Indeed, with many industries rapidly consolidating and big companies scouting for solid buys, now may be an especially good time for entrepreneurial businesses with several years of strong profits and growth behind them to find the partner they've been looking for. Those with a specific technology or that are in a niche market that larger companies want to expand into will be in demand, says Larraine Segil, an expert in business alliances and a partner with Boston-based Vantage Partners, a negotiation and relationship management training firm. "When the market is up for acquisitions, as it is now, those kinds of targets can get a higher premium because there might be a bidding war," she says.
But Segil and others caution that a higher price tag is not the only factor in the decision to merge, and many deals fail because executives are mainly focused on business considerations and economic justifications while they neglect critical cultural and compatibility issues. It's a mistake that the founders of Navigator Systems had long been determined to avoid as they considered--and ultimately rejected--various suitors over the past decade. "The valuation has to hit some minimum threshold," says Todd Price, 38, co-founder of the corporate performance management consultancy in Addison, Texas. "But from a small-business standpoint, there are other things that kicked in for us that were as important."

WHAT YOU NEED TO DO:
(a) According to the passage on business mergers, in what city is Navigator Systems located?
(b) Please pick up the passage on business mergers after its final sentence and write what follows.

[Dataset entries]
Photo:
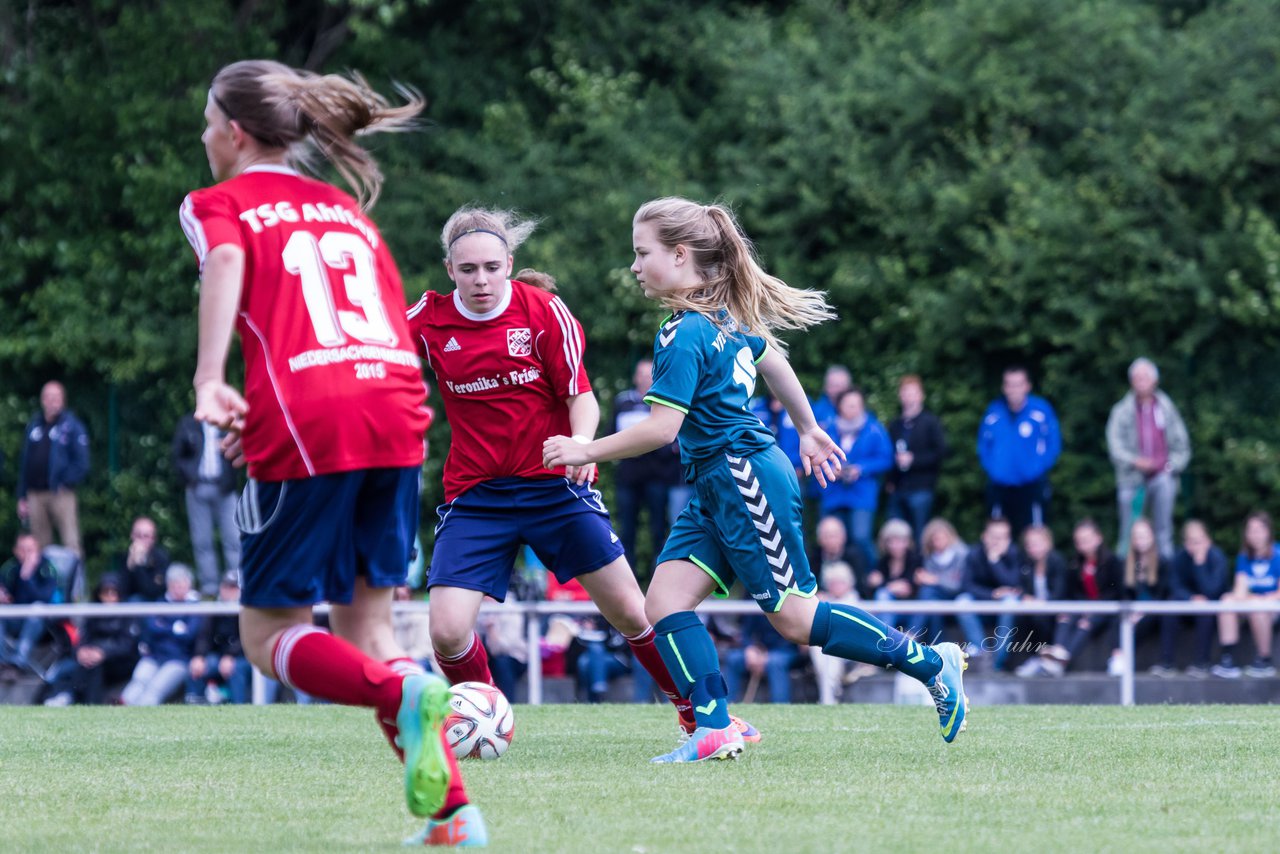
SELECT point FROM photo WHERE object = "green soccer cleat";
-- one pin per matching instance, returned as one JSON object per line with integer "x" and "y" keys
{"x": 947, "y": 690}
{"x": 464, "y": 829}
{"x": 424, "y": 706}
{"x": 705, "y": 744}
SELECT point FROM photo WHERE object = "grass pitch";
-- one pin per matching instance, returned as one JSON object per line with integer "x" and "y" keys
{"x": 839, "y": 779}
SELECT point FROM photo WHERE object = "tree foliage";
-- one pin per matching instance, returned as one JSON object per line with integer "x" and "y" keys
{"x": 974, "y": 182}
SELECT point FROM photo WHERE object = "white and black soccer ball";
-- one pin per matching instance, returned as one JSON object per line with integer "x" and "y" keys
{"x": 480, "y": 721}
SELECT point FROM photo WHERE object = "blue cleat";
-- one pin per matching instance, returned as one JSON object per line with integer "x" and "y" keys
{"x": 464, "y": 829}
{"x": 424, "y": 706}
{"x": 947, "y": 690}
{"x": 705, "y": 744}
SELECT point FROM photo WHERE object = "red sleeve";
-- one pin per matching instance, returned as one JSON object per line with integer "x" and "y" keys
{"x": 562, "y": 347}
{"x": 209, "y": 219}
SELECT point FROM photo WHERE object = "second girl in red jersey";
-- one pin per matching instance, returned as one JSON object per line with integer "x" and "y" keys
{"x": 507, "y": 355}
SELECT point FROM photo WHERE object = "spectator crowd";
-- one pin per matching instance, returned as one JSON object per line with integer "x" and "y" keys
{"x": 874, "y": 537}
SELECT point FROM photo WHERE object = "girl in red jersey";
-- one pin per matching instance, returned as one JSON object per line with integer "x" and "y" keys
{"x": 332, "y": 419}
{"x": 508, "y": 361}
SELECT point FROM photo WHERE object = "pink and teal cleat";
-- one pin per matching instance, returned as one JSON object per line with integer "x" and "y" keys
{"x": 705, "y": 744}
{"x": 947, "y": 690}
{"x": 424, "y": 706}
{"x": 464, "y": 829}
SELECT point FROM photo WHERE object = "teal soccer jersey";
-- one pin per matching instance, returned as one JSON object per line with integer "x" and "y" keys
{"x": 744, "y": 520}
{"x": 709, "y": 375}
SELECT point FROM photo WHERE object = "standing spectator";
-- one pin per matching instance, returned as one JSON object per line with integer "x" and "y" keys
{"x": 835, "y": 382}
{"x": 1200, "y": 574}
{"x": 832, "y": 546}
{"x": 27, "y": 578}
{"x": 219, "y": 662}
{"x": 54, "y": 461}
{"x": 941, "y": 579}
{"x": 167, "y": 645}
{"x": 1150, "y": 448}
{"x": 644, "y": 482}
{"x": 894, "y": 576}
{"x": 868, "y": 455}
{"x": 760, "y": 653}
{"x": 919, "y": 446}
{"x": 142, "y": 567}
{"x": 1093, "y": 575}
{"x": 1018, "y": 443}
{"x": 105, "y": 652}
{"x": 210, "y": 483}
{"x": 992, "y": 572}
{"x": 1257, "y": 579}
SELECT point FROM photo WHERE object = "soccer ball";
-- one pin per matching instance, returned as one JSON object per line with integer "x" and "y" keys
{"x": 480, "y": 722}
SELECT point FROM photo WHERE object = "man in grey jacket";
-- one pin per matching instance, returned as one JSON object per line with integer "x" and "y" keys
{"x": 1150, "y": 448}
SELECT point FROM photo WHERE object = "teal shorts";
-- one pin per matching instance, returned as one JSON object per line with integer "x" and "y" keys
{"x": 744, "y": 523}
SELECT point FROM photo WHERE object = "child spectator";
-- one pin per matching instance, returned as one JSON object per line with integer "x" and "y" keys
{"x": 1200, "y": 574}
{"x": 1257, "y": 579}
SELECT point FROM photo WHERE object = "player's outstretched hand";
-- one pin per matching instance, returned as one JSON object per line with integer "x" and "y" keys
{"x": 821, "y": 456}
{"x": 565, "y": 451}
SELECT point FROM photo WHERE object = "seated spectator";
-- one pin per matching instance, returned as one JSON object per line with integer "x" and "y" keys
{"x": 854, "y": 493}
{"x": 760, "y": 653}
{"x": 1257, "y": 579}
{"x": 219, "y": 668}
{"x": 831, "y": 671}
{"x": 941, "y": 579}
{"x": 832, "y": 546}
{"x": 27, "y": 578}
{"x": 1146, "y": 579}
{"x": 993, "y": 572}
{"x": 1200, "y": 574}
{"x": 894, "y": 576}
{"x": 167, "y": 645}
{"x": 142, "y": 566}
{"x": 412, "y": 630}
{"x": 105, "y": 653}
{"x": 1043, "y": 578}
{"x": 1093, "y": 575}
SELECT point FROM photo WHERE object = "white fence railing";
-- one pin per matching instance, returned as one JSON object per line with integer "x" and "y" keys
{"x": 534, "y": 674}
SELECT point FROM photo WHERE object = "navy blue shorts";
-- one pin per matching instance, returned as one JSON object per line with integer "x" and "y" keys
{"x": 480, "y": 531}
{"x": 306, "y": 540}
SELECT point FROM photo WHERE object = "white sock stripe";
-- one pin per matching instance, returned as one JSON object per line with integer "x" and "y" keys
{"x": 284, "y": 648}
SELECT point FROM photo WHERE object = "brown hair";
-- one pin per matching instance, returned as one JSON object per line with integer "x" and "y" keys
{"x": 287, "y": 108}
{"x": 732, "y": 277}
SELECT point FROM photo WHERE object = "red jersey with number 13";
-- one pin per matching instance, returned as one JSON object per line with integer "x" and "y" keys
{"x": 504, "y": 378}
{"x": 330, "y": 374}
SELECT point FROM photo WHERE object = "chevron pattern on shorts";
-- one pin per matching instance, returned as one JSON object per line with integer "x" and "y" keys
{"x": 767, "y": 526}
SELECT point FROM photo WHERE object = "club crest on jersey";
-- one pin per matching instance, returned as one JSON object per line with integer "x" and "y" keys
{"x": 520, "y": 342}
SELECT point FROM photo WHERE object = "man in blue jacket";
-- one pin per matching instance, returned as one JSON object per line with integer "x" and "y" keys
{"x": 1018, "y": 443}
{"x": 54, "y": 461}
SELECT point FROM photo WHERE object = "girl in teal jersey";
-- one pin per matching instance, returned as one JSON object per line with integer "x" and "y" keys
{"x": 744, "y": 520}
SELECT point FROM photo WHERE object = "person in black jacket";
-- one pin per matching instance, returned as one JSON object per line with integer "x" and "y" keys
{"x": 1093, "y": 575}
{"x": 1201, "y": 572}
{"x": 105, "y": 653}
{"x": 219, "y": 661}
{"x": 919, "y": 446}
{"x": 211, "y": 498}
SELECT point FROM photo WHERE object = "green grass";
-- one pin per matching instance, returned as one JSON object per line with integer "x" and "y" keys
{"x": 868, "y": 779}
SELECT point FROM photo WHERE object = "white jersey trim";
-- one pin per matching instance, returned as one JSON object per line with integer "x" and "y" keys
{"x": 279, "y": 398}
{"x": 488, "y": 315}
{"x": 572, "y": 342}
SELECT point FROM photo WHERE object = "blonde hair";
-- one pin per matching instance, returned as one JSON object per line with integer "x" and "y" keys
{"x": 287, "y": 108}
{"x": 1130, "y": 561}
{"x": 931, "y": 529}
{"x": 506, "y": 225}
{"x": 732, "y": 277}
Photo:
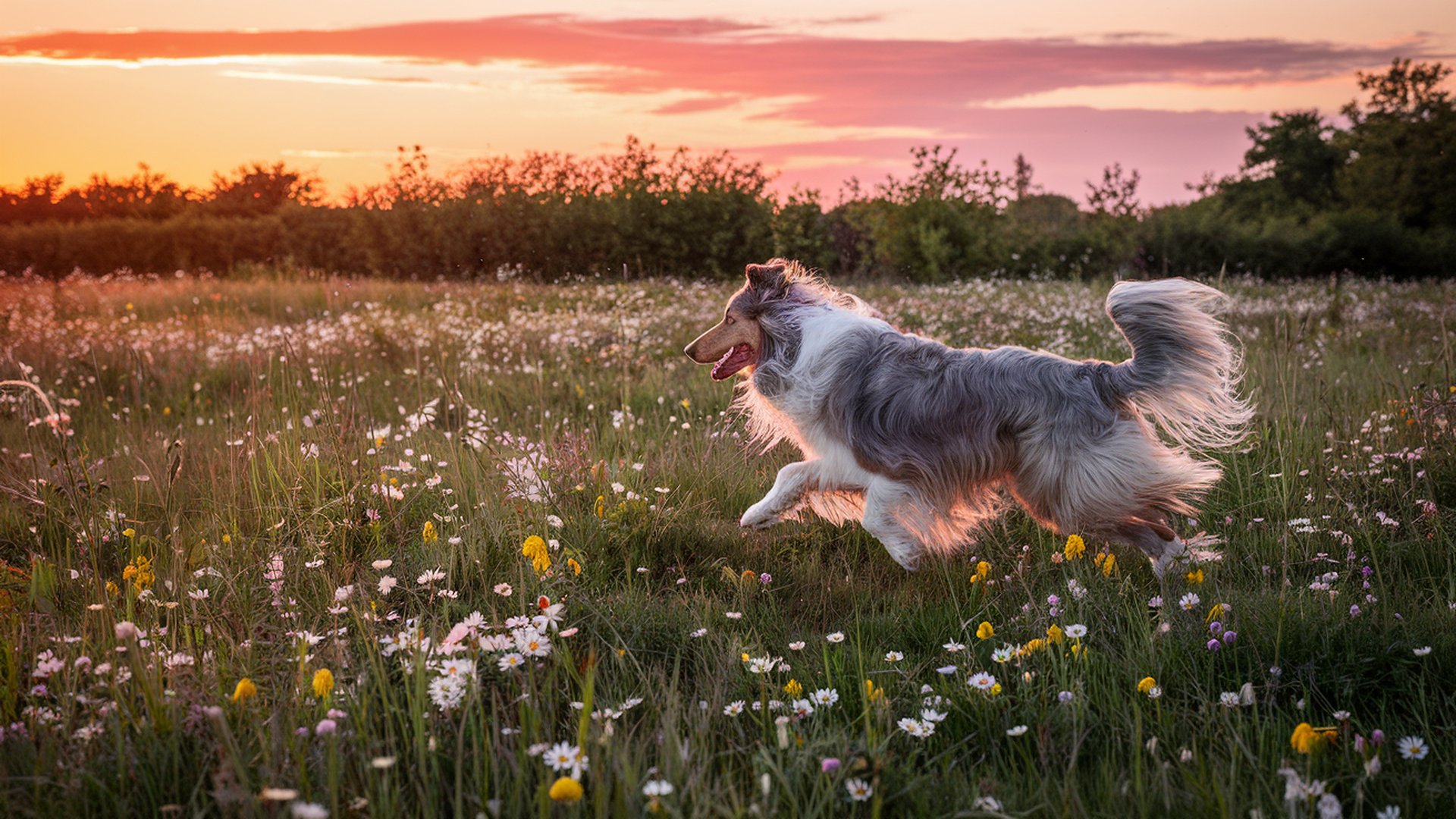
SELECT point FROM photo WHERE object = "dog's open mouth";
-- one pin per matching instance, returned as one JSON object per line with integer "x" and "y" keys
{"x": 733, "y": 360}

PER-TASK OUTPUTS:
(a) Addison, Texas.

(b)
In March 2005, however, just as the M&A boom was getting into full swing, Hitachi Consulting, the global business and IT consulting arm of Hitachi Ltd., came knocking. After months of talks and careful due diligence, Price and his partner, Jon Feld, 39, decided the fit was right--financially, strategically and culturally--and this past February, they closed the deal. They joined Hitachi and took all their 95 employees with them, something they say points to the merger's success. "Some entrepreneurs may consider selling their company at the end of the road or as a cash-out strategy," says Price. "But for us, selling the company has always been thought of as just the next chapter in our evolution."
For those who see acquiring as their next step, entrepreneurial businesses may find a slightly favorable environment thanks to low interest rates, but they will still face hurdles when raising capital, says David Stone, a partner with Chicago corporate law firm Neal Gerber Eisenberg LLP. "And they don't have the same currency in the form of stock to use to acquire other entities," he says. That said, if an entrepreneur sees the right opportunity to expand and has accumulated the extra cash or has access to capital to make it happen, now might be a good time to jump in. "There are some economic challenges out there," says Stone, "but it's still a good time to look at doing these deals, because generally, the economy is moving forward at a pretty healthy clip."